-- Begin --

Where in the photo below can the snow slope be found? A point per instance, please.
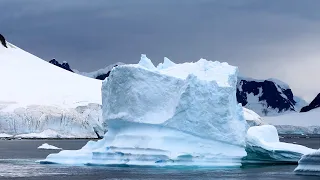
(184, 114)
(36, 96)
(49, 147)
(296, 123)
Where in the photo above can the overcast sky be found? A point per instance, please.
(264, 38)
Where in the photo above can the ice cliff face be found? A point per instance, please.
(266, 97)
(198, 98)
(36, 121)
(179, 114)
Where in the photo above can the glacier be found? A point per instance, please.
(309, 164)
(39, 100)
(43, 101)
(179, 114)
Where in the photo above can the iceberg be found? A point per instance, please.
(48, 147)
(309, 164)
(175, 115)
(36, 96)
(263, 146)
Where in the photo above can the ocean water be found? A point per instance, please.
(17, 161)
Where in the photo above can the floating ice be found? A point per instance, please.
(186, 114)
(263, 145)
(48, 147)
(309, 164)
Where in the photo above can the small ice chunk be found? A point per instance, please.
(48, 147)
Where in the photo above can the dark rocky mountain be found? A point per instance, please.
(3, 41)
(267, 97)
(313, 105)
(63, 65)
(100, 74)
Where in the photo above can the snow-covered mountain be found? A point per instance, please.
(315, 103)
(267, 97)
(296, 123)
(65, 65)
(100, 74)
(37, 97)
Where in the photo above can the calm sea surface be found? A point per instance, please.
(17, 161)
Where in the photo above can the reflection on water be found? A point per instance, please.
(17, 159)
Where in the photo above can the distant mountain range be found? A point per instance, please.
(266, 97)
(313, 105)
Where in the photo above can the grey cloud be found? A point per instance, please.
(267, 38)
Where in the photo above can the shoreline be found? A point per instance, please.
(291, 136)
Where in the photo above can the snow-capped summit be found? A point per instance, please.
(64, 65)
(100, 74)
(267, 97)
(315, 103)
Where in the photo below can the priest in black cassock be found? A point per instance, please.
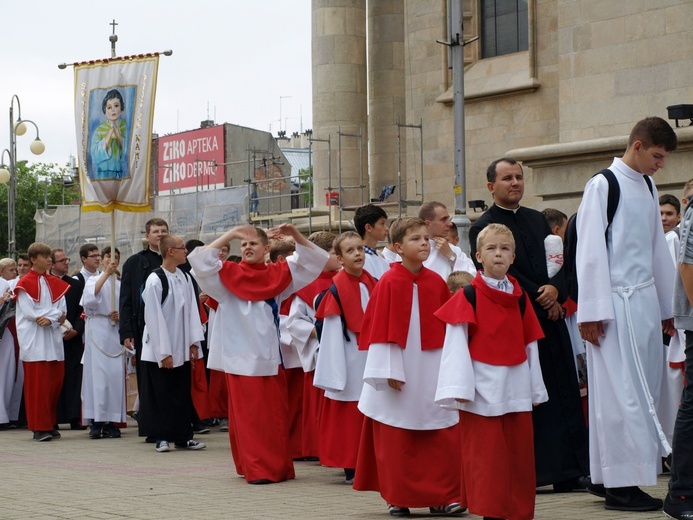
(70, 400)
(561, 443)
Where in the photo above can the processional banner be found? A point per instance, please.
(114, 109)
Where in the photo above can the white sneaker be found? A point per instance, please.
(191, 445)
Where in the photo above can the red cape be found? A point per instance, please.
(389, 310)
(498, 332)
(30, 284)
(349, 294)
(255, 282)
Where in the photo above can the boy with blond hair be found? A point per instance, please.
(249, 294)
(490, 371)
(339, 370)
(404, 342)
(41, 310)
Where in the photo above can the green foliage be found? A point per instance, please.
(37, 184)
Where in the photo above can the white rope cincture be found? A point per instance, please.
(625, 293)
(96, 345)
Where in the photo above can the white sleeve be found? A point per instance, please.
(385, 361)
(155, 323)
(456, 374)
(539, 393)
(331, 368)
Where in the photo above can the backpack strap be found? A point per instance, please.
(164, 283)
(470, 294)
(333, 290)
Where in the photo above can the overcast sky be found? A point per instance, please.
(239, 57)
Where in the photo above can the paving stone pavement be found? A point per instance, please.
(79, 478)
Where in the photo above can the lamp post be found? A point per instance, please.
(17, 128)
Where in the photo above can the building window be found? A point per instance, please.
(504, 27)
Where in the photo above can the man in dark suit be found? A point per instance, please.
(560, 434)
(70, 400)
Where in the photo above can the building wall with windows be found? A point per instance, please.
(563, 103)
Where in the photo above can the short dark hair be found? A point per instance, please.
(56, 250)
(112, 94)
(107, 251)
(491, 170)
(156, 221)
(323, 239)
(341, 238)
(653, 131)
(554, 217)
(86, 249)
(427, 211)
(668, 198)
(367, 214)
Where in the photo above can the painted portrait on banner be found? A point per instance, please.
(110, 123)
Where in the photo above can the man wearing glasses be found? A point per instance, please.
(69, 402)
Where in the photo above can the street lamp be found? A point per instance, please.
(17, 128)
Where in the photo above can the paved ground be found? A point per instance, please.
(79, 478)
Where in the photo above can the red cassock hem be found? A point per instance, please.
(294, 384)
(43, 381)
(312, 405)
(410, 468)
(340, 433)
(218, 395)
(259, 425)
(498, 477)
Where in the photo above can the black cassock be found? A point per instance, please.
(70, 400)
(561, 444)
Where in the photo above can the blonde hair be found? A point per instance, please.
(501, 229)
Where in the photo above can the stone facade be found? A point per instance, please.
(564, 107)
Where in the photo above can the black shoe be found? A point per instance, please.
(631, 498)
(42, 436)
(111, 431)
(678, 508)
(200, 428)
(598, 490)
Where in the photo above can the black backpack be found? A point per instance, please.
(319, 322)
(570, 244)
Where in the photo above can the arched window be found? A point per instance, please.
(504, 27)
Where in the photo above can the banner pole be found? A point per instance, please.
(113, 276)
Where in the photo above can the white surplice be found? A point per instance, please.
(412, 408)
(173, 327)
(103, 377)
(340, 365)
(628, 287)
(244, 339)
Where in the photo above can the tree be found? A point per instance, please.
(37, 184)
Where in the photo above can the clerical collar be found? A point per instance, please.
(507, 209)
(504, 285)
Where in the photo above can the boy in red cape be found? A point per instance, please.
(410, 446)
(490, 372)
(41, 309)
(245, 342)
(339, 370)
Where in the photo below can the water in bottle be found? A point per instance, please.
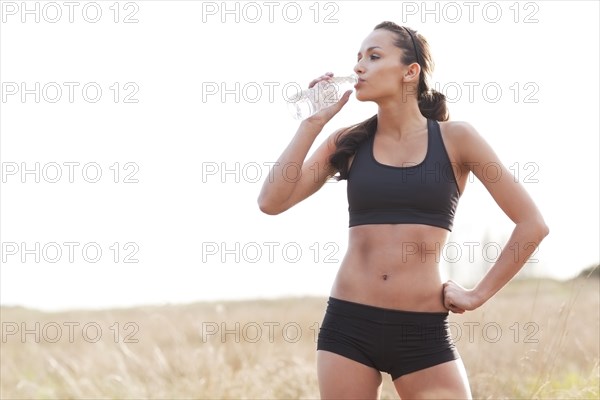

-- End --

(PROMPT):
Report every line of the rows above that contains the word "water". Case counts.

(RESPONSE TO THE EXERCISE):
Where in the photo above can the ocean water be found? A point per instance, please.
Where in the photo above can the reflection on water be found? A point per instance, please.
Where in the photo below can the water in bottle be found? A point per instance, please.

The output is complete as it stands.